**Your instructions**
How many lines in the items below contain the word "water"? Case matters; reply with the number alone.

**Entries**
+ + + + + + +

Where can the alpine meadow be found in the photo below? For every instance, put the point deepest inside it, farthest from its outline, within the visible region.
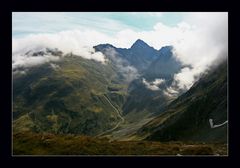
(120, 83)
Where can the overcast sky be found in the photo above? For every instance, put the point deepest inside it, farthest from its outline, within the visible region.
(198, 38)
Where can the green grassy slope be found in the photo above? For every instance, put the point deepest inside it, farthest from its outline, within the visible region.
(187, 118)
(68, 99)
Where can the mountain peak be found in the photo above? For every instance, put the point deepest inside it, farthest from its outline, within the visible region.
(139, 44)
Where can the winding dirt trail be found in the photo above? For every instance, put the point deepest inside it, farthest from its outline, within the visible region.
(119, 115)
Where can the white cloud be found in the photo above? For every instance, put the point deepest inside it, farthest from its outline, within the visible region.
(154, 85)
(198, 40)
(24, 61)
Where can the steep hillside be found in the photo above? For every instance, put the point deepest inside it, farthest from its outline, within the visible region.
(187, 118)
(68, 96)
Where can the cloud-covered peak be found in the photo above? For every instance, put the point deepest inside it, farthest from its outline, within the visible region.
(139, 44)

+ + + + + + +

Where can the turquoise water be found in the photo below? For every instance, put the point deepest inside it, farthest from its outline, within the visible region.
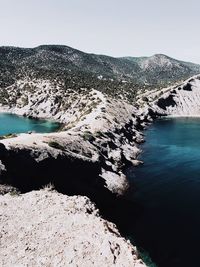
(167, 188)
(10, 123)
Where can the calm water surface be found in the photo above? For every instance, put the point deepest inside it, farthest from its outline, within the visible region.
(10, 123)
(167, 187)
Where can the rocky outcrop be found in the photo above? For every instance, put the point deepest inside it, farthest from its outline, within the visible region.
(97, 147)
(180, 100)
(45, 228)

+ + + + + + +

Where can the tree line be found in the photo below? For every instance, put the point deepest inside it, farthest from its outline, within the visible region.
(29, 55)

+ + + + + + +

**Exercise response**
2